** START OF Source passage **

Josh pleaded with Heather to search the trailer for the money. As Heather began to flip over cushions in couches and to dig through boxes, Josh approached her.
That black chair was in the center of a small room.
“Sit down,” Josh said, swinging the chair around to face Heather. The look on Josh’s face had changed by now. He meant what he said. He wasn’t in a hurry anymore to find money that was never there to begin with.
Heather looked at him. She knew this guy well enough to understand that when his expression changed, Josh Fulgham meant business.
“What?” Heather asked, seemingly confused.
“Sit down, Heather. I need to talk to you.”
“No way. Not a chance, Josh. Take me from here.”
“I’m not doing that. We need to talk. I have some questions I want to ask you.”
Heather took a look at her husband. He was serious.
Then, after a pause, without warning, she made a break for the door.

** END OF Source passage **
** START OF Source data **

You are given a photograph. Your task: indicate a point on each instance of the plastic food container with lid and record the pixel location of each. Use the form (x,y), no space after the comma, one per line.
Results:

** END OF Source data **

▶ **Directives**
A: In the passage about Josh and Heather, why does Heather take Josh seriously once his expression changes?
B: Could you carry the passage about Josh and Heather forward, beginning right after Heather makes a break for the door?

▶ **Exercise responses**
A: She knows him well enough to understand that when his expression changes, Josh Fulgham means business.

B:
Josh reached out to grab her.
Heather broke loose. “Let me go. . . .”
“No!”
As Heather went to open the door to leave, Josh told me, Emilia walked in.
“You need to get quiet,” Emilia told Heather.
“I’m out of here—fuck this!” Heather said before booking down the narrow hallway toward the back of the trailer.
(“And that was when Emilia hit her ... hit her with that flashlight,” Josh told Detective Buie, blaming Emilia for striking Heather first, perhaps not recalling that he had already told Buie he didn’t have a flashlight with him on that night—but, in fact, he did, and he actually struck Heather with the flashlight as she went for the door and Emilia walked in.)
Emilia’s blow with the flashlight to Heather’s head (though he was likely referring to his own assault) was not enough to “knock her out,” Josh recalled. But Heather fell back and used her hand to break the fall and landed on the window as she went down, smashing it into shards.
On the ground now, Heather was dazed. Josh grabbed her. Then he dragged Heather over to the chair and made her sit down. When Heather resisted, being much bigger than her, Josh held her down in the chair with his body weight.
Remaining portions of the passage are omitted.